• **EXERCISE BRIEF**
Print the entries below word for word; the pictures stay out of your copy.

DATASET ENTRIES Start Marker

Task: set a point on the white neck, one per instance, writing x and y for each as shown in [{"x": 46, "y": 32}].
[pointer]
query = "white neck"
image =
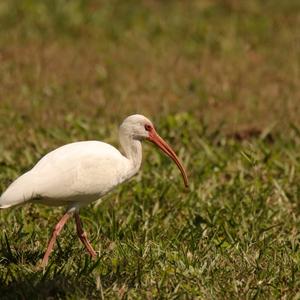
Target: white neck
[{"x": 132, "y": 149}]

DATASET ENTRIES End Marker

• **RESPONSE BELOW**
Task: set a point on the white neck, one per instance, writing x and y for each as shown in [{"x": 46, "y": 32}].
[pointer]
query = "white neck"
image =
Target: white neck
[{"x": 132, "y": 149}]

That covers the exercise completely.